__Page excerpt__.

● ● ● ● ●

On Writing Math

There are a lot of examples for skills that despite being greatly needed, we never get any formal training for. At least nothing is built into our core educational programs. Few examples are: how to read well, how to listen well, or how to develop your can-do mental attitude. Writing well, in particular math-writing, is another such example. Here I share few pointers from my own experience of reading and writing math.

When I was a PhD candidate my promotor changed the notation I used in my research from ()_i to ()_h. I was working with hourly time series data so the subscript ()_h made more sense. Two things happened at that moment. The first is that the paper became much, much more readable. The second is that I realized the math should be treated as part of the text, rather than “here is the text” and “here is the associated equations”. To all you promotors\supervisors out there, in case you wonder about the impact you make on your protégés; such change-of-notation comments can make a massive difference in their career.

Here are few “dos and don’ts” which are worth generalizing in my opinion, in no particular order:

  • If 95% of the time the abbreviation RMSE refers to Root Mean Squared Error then don’t use it as Relative Mean Squared Error (as is done here by otherwise superb writers). Something like RelMSE makes more sense.
  • If you need a running subscript, the lower case k is more similar to the upper case K than g is to G, so the latter is better when you need to make a distinction between lower and upper case.

● ● ● ● ●

__Provided information__.

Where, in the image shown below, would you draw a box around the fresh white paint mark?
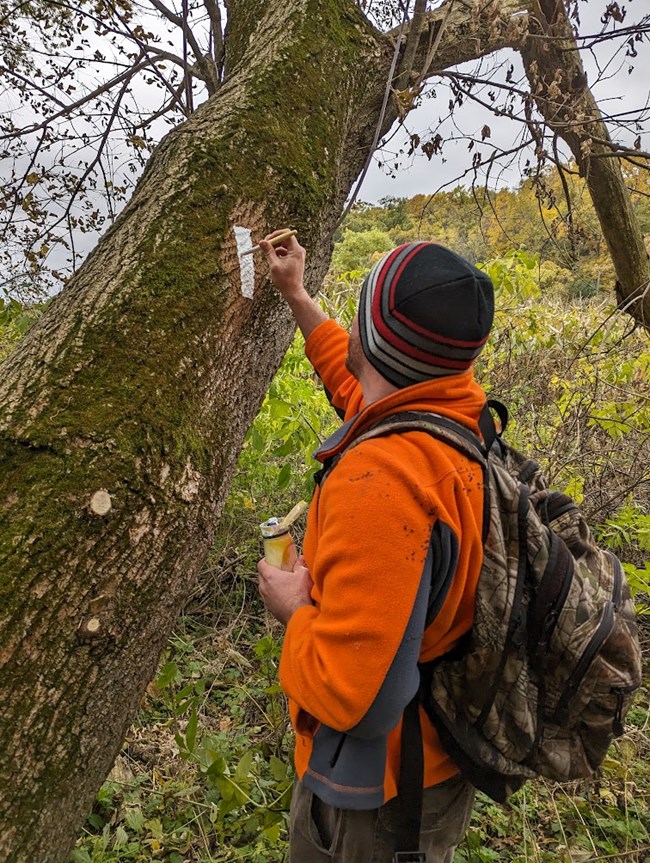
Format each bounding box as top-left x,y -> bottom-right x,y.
233,225 -> 255,300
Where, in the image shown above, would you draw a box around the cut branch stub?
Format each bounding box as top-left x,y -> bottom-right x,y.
88,488 -> 113,518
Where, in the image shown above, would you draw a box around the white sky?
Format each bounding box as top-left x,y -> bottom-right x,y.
357,0 -> 650,203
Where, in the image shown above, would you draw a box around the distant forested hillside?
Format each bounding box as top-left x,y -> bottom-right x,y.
332,165 -> 650,296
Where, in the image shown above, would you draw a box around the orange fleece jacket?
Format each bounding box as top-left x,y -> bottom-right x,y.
280,320 -> 485,801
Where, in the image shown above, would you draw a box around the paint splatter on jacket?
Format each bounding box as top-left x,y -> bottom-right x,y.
280,320 -> 485,809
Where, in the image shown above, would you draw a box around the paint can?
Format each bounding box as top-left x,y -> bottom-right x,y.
260,516 -> 298,572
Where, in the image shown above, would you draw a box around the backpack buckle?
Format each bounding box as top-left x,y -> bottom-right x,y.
393,851 -> 427,863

● ● ● ● ●

__Exercise directions__. Return the passage from the essay on writing math above, starting at "On Writing Math" and ending at "and writing math.", copied word for word.

__Solved exercise__.
On Writing Math

There are a lot of examples for skills that despite being greatly needed, we never get any formal training for. At least nothing is built into our core educational programs. Few examples are: how to read well, how to listen well, or how to develop your can-do mental attitude. Writing well, in particular math-writing, is another such example. Here I share few pointers from my own experience of reading and writing math.